— Start MATERIAL PROVIDED —

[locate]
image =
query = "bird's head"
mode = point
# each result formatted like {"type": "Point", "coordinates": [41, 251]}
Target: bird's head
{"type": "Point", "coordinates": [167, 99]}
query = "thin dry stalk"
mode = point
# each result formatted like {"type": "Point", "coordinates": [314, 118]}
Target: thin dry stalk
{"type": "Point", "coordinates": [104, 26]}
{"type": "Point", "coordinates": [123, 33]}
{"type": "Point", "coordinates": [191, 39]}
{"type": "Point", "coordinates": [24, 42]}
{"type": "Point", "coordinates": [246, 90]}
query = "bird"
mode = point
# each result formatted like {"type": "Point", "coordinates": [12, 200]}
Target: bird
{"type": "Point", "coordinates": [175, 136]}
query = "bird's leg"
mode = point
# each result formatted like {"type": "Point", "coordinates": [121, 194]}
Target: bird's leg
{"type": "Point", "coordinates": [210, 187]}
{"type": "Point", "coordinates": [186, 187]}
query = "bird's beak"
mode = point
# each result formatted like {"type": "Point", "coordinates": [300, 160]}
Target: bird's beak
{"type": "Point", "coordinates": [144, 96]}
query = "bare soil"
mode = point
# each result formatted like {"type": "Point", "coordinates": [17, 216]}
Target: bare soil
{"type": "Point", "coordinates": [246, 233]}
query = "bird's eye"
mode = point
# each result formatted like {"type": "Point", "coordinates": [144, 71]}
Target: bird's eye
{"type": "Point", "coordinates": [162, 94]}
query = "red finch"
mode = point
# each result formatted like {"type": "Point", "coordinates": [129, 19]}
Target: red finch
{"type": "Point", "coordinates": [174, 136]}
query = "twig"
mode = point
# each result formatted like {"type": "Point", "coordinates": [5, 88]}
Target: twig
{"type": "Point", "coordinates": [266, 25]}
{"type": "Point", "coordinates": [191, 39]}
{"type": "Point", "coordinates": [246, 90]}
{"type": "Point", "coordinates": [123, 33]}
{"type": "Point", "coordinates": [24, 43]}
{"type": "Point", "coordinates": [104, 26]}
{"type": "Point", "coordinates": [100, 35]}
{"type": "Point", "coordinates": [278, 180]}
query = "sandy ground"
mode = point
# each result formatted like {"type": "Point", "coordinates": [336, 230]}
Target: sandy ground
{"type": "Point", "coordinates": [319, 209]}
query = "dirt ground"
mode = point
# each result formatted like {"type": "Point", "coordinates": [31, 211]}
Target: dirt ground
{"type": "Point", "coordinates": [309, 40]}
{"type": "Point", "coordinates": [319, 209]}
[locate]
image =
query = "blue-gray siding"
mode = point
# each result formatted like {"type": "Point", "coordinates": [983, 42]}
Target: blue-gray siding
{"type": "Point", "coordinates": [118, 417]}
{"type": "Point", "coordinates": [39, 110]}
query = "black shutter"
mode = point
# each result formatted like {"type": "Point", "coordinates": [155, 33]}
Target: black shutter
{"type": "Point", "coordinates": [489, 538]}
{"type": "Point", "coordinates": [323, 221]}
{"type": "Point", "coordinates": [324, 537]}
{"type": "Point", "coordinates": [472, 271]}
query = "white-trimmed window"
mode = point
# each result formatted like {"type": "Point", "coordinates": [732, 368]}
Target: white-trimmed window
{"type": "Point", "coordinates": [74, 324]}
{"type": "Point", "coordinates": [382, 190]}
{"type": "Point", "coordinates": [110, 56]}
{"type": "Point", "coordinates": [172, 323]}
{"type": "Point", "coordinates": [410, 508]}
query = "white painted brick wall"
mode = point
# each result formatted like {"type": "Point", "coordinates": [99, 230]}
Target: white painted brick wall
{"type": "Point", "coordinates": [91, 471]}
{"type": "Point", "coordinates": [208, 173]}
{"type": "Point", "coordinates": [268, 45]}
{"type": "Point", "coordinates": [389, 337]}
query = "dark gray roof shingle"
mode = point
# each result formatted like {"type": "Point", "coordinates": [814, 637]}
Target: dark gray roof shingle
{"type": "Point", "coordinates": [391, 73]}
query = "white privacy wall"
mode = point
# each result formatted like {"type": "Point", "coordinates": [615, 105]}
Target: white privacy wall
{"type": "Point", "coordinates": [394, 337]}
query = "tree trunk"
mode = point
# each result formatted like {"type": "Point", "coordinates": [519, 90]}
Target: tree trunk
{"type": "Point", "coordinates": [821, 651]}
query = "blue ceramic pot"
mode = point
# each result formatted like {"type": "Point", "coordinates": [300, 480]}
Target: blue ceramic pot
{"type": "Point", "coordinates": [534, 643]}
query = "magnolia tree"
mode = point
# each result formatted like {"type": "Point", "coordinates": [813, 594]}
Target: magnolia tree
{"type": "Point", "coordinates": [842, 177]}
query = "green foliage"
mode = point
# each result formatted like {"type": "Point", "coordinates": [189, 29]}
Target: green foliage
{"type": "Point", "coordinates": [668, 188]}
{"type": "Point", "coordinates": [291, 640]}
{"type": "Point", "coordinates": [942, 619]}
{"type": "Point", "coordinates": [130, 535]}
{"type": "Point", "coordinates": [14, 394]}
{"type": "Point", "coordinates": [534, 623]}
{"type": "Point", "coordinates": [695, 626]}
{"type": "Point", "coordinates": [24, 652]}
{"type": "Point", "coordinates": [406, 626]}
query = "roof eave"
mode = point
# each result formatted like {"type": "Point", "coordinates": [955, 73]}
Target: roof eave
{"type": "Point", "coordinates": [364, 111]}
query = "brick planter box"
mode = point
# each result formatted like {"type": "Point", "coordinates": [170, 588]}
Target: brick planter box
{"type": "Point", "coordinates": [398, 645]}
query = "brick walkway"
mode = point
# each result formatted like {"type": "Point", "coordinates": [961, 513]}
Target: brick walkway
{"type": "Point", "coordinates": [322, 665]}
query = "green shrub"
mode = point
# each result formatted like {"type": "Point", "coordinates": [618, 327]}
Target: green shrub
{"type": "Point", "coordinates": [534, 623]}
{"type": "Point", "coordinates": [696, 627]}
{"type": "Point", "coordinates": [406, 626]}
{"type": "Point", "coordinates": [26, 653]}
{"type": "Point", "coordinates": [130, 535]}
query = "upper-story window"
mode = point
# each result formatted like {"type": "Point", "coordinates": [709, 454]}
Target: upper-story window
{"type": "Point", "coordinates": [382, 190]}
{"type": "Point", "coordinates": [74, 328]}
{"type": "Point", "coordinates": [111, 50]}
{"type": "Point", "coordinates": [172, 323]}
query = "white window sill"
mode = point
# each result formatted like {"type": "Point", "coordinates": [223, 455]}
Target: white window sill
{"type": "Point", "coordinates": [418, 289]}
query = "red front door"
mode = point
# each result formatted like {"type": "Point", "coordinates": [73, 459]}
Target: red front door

— End MATERIAL PROVIDED —

Please count the lines in the records above that contain the string "gray", treating uppercase and lowercase as different, and reply with only that number.

FINISHED TASK: 4